::: Extract provided
Dr. Caviness' movement neurophysiology laboratory uses a variety of modalities to study body movement control in health and disease. These modalities, which include movement sensors, electroencephalography, electromyography, evoked potentials, responses to stimulation and audio recording, are applied to Parkinson's disease, myoclonus, tremor, dystonia and other movement disorders.
The involvement of cortical mechanisms in abnormal movement is a major focus of the laboratory. The lab also studies electrophysiology measures of general cognitive ability and specific cognitive tasks, such as speech and speech perception. These measurements can be tracked over time and used to study cognitive deterioration to dementia. Additionally, these measurements may be correlated with a wide variety of phenomena; in particular, the lab correlates its data with neuropathological, as well as behavioral, measures. Movement abnormalities whose natures are not yet known, such as the "yips" phenomenon in golf, are also being studied.
Dr. Caviness' laboratory consists of personnel trained to take these neurophysiological measurements and the equipment and supplies needed to record them. The data are recorded digitally and stored for offline analysis. In addition to visual inspection — and depending on the project — the lab can perform averaging, frequency analysis and brain mapping. When needed, data may be recorded outside the laboratory and brought back for analysis.
::::::
::: Given information
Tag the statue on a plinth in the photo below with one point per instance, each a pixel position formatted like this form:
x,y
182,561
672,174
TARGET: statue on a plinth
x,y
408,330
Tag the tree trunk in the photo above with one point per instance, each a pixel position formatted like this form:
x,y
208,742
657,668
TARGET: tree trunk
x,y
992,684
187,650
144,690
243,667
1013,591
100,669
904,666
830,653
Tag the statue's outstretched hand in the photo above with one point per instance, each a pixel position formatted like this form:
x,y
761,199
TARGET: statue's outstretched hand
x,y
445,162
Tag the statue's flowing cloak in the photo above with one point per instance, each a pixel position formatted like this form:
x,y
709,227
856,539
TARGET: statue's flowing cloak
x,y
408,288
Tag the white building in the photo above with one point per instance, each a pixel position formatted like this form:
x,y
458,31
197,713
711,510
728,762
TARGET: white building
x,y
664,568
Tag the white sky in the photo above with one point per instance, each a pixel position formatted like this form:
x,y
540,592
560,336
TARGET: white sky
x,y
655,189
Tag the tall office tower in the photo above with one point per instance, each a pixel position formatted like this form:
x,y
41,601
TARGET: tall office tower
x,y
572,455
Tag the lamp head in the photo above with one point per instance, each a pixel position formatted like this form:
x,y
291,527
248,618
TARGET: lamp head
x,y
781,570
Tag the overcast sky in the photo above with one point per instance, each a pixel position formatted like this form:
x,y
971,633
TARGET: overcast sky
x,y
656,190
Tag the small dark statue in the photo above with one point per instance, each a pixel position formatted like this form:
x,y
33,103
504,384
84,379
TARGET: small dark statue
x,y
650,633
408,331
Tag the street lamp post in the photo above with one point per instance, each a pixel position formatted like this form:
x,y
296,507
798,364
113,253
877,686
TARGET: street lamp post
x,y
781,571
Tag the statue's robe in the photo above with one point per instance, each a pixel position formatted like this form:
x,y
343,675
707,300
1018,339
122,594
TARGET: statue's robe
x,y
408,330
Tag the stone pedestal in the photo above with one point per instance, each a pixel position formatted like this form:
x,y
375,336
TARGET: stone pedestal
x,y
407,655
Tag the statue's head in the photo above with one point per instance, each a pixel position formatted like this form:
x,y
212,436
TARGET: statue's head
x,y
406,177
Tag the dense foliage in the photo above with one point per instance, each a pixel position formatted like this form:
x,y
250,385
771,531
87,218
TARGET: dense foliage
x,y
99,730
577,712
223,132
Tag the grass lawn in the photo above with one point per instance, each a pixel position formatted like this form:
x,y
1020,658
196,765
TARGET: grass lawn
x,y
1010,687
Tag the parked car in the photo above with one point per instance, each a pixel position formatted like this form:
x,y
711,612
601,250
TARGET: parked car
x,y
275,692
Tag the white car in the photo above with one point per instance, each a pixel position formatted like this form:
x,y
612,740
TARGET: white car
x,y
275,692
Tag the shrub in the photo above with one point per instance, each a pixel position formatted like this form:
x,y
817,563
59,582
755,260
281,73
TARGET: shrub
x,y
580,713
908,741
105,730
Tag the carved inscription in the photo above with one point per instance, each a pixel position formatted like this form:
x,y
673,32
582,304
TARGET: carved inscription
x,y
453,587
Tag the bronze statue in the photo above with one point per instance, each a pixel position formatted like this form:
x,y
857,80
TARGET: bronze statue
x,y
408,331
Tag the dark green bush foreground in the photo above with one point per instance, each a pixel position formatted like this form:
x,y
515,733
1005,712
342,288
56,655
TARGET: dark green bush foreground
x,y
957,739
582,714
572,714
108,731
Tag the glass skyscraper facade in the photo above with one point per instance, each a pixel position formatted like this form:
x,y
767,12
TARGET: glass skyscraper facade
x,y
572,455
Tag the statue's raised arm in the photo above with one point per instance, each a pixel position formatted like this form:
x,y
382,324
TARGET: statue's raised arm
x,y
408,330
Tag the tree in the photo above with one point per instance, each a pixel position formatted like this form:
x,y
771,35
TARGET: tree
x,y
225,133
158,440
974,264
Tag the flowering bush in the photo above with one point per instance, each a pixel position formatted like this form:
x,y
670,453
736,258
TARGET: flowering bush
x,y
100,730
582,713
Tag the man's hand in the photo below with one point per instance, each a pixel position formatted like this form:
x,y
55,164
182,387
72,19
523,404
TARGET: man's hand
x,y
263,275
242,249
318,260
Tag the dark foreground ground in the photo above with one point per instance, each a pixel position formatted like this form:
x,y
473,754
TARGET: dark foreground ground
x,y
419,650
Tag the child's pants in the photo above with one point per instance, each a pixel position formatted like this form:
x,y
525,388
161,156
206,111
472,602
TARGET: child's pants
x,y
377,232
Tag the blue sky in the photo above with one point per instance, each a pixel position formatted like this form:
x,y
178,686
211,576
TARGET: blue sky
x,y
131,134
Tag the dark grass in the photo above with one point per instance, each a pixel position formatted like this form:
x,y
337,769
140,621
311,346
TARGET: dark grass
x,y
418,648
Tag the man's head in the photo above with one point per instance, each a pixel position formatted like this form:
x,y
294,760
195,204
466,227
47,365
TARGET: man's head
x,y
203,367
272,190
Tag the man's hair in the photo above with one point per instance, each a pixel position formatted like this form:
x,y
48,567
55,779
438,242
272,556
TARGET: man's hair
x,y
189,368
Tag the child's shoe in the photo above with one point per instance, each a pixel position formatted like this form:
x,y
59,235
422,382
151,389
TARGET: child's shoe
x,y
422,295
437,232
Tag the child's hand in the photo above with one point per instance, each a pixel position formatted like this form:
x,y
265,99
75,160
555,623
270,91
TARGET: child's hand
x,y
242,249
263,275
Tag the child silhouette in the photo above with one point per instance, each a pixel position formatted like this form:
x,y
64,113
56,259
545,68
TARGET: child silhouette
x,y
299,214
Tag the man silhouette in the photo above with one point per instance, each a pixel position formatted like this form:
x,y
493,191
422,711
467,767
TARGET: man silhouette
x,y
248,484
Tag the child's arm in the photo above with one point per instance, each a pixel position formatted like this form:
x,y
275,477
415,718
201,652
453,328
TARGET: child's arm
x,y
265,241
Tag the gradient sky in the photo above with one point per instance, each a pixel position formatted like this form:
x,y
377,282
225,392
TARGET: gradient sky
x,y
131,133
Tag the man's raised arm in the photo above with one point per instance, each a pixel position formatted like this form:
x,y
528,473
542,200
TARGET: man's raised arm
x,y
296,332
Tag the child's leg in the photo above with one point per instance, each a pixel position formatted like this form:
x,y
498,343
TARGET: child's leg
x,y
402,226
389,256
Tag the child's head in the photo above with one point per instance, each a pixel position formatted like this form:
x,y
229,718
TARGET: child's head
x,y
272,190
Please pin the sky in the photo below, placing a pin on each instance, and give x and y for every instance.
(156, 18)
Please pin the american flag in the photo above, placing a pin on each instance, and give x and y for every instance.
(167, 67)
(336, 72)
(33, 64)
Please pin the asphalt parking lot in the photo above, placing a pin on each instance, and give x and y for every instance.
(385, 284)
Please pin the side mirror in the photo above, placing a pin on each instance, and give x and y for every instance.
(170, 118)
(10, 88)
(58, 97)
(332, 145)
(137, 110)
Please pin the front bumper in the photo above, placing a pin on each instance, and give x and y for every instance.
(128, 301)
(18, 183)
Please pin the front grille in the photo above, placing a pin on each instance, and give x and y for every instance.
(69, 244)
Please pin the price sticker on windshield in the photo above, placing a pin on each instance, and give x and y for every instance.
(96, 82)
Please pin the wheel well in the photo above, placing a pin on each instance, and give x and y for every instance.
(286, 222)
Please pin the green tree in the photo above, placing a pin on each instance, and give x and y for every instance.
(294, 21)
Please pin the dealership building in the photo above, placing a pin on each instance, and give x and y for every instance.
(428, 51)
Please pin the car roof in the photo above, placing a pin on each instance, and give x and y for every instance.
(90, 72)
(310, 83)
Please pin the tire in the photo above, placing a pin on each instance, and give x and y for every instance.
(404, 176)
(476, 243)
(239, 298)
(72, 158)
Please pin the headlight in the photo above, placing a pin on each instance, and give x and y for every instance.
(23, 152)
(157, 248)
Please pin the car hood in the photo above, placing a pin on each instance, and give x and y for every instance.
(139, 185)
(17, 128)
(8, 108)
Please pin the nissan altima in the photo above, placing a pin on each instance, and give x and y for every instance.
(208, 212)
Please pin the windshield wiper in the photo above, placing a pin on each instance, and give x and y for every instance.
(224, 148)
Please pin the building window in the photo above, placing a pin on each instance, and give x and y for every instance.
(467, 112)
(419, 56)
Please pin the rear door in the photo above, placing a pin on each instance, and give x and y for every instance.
::::::
* _Tasks for this exercise_
(A) In the laboratory description, write out the passage starting with "Dr. Caviness' laboratory" and going on through "back for analysis.", switching "frequency analysis" to "spectral analysis".
(B) Does the laboratory description agree with each statement below? Answer yes or no for each, and quote the words that decide it. (i) The lab records its data only inside the laboratory. (ii) The lab studies the "yips" phenomenon in golf. (iii) The lab stores its data for offline analysis.
Rely on the laboratory description alone.

* _Set of answers_
(A)
Dr. Caviness' laboratory consists of personnel trained to take these neurophysiological measurements and the equipment and supplies needed to record them. The data are recorded digitally and stored for offline analysis. In addition to visual inspection — and depending on the project — the lab can perform averaging, spectral analysis and brain mapping. When needed, data may be recorded outside the laboratory and brought back for analysis.

(B)
(i) No: "When needed, data may be recorded outside the laboratory and brought back for analysis."
(ii) Yes: "Movement abnormalities whose natures are not yet known, such as the "yips" phenomenon in golf, are also being studied."
(iii) Yes: "The data are recorded digitally and stored for offline analysis."